START TASK INPUT

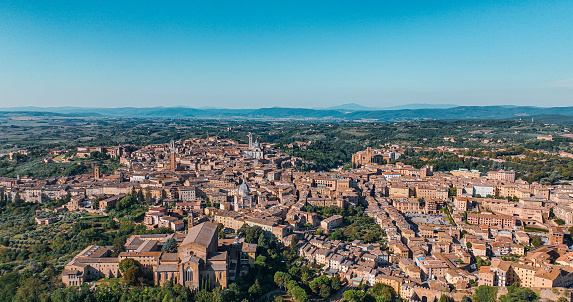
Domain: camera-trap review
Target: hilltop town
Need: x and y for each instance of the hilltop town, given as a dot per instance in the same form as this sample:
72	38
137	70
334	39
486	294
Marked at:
435	233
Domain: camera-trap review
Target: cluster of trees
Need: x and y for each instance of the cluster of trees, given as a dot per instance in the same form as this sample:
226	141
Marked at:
357	226
378	293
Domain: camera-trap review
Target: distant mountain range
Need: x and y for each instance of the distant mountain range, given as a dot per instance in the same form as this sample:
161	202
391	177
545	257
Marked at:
358	107
337	113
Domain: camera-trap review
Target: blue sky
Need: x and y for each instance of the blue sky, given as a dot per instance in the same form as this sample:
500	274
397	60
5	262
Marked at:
250	54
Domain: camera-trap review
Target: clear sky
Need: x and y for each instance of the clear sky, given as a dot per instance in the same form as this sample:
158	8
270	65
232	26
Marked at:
250	54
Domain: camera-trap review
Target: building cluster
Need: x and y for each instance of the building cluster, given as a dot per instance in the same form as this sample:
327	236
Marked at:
436	224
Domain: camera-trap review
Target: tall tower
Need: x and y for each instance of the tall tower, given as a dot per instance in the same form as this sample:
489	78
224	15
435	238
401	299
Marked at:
96	172
173	165
250	136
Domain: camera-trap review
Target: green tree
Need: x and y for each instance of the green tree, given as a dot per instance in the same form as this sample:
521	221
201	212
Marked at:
256	290
324	291
354	296
485	293
281	279
445	298
298	294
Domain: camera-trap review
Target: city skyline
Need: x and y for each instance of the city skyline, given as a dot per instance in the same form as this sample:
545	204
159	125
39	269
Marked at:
296	54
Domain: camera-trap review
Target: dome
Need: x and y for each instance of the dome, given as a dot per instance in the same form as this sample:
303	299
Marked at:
243	189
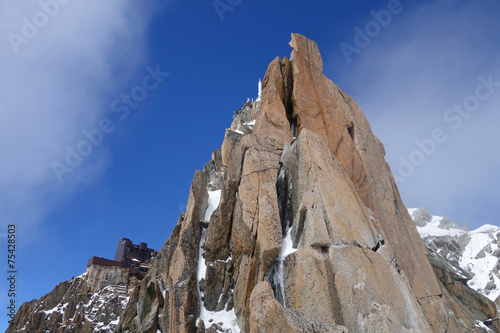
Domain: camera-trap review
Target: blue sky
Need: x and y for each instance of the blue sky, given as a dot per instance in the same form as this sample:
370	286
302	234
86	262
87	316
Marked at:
154	86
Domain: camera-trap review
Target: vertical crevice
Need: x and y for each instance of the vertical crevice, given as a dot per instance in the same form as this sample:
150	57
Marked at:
286	73
350	130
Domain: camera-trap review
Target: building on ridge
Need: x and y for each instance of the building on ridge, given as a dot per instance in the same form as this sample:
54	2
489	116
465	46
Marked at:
126	252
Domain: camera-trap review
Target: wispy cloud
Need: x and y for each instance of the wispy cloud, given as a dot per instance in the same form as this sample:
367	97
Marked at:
59	80
429	59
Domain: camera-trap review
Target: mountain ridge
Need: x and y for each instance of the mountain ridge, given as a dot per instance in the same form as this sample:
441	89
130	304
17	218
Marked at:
295	224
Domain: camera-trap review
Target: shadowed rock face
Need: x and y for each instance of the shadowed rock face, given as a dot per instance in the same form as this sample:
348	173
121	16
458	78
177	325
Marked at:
309	234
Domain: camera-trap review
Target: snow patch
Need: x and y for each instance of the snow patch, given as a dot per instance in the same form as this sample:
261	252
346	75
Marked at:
213	203
226	319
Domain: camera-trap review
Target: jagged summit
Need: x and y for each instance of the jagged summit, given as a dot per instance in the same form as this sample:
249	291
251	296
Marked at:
295	235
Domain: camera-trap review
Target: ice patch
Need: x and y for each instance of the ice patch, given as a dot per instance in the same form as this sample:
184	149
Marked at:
226	319
213	203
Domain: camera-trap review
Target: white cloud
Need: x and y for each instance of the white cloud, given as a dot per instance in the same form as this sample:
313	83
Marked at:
59	81
425	61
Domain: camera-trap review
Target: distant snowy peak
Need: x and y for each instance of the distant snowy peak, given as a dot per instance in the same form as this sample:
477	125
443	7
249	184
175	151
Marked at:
429	225
477	251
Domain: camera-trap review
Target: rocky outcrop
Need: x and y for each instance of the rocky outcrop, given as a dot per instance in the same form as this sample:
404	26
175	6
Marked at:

END TASK INPUT

▶ **WORK INSTRUCTIONS**:
All lines of the records above that contain the word "cloud" are to be copied out.

▶ **TASK OUTPUT**:
Target: wispy cloud
Need: x and y for each instance of the wispy cloud, given as a dot per instance in the same form as this sample:
Target: white cloud
Need: x and y for each instance of the white cloud, given as a dot per instance in the same form as this sample:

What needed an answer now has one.